THE RECORDS:
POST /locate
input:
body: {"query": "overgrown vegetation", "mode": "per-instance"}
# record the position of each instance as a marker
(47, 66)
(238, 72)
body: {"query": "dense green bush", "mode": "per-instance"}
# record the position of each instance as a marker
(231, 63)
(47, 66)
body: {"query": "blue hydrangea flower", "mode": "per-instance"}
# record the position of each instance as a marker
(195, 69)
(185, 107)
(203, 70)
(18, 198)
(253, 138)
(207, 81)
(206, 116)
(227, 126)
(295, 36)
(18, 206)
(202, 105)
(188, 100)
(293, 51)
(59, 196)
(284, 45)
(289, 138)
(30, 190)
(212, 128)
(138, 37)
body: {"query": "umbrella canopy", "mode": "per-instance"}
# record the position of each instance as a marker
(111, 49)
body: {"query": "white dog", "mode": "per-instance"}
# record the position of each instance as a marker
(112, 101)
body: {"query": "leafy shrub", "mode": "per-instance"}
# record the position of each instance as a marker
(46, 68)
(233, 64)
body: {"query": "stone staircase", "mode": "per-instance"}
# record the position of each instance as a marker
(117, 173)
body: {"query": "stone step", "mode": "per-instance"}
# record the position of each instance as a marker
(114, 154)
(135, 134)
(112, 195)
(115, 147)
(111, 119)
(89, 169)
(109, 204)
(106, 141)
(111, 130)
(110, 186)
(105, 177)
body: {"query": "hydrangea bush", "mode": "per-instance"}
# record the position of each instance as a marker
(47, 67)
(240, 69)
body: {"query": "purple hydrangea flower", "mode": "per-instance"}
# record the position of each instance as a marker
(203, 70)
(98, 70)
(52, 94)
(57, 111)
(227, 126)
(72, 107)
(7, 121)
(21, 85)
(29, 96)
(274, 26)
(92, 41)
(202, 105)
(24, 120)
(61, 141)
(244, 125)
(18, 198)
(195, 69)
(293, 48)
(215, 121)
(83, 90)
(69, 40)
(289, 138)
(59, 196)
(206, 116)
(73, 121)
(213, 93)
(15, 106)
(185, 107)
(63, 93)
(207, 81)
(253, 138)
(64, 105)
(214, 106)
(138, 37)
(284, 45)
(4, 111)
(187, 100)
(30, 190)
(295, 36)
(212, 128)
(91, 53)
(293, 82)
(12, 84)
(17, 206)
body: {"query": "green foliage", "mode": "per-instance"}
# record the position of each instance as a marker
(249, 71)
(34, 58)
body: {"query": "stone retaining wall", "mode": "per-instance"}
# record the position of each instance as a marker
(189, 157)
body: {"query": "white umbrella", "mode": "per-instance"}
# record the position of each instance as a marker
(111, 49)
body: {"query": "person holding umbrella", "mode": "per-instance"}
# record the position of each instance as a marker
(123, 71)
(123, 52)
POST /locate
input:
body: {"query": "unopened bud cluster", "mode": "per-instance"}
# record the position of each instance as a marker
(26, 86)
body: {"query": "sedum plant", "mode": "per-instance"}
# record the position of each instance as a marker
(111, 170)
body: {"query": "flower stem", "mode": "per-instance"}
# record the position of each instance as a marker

TASK TO COMPLETE:
Take each line in the listing that has the word "bush" and copy it.

TASK RESPONSE:
body: {"query": "dense green bush", "mode": "per-instance"}
body: {"query": "hydrangea bush", "mode": "per-instance"}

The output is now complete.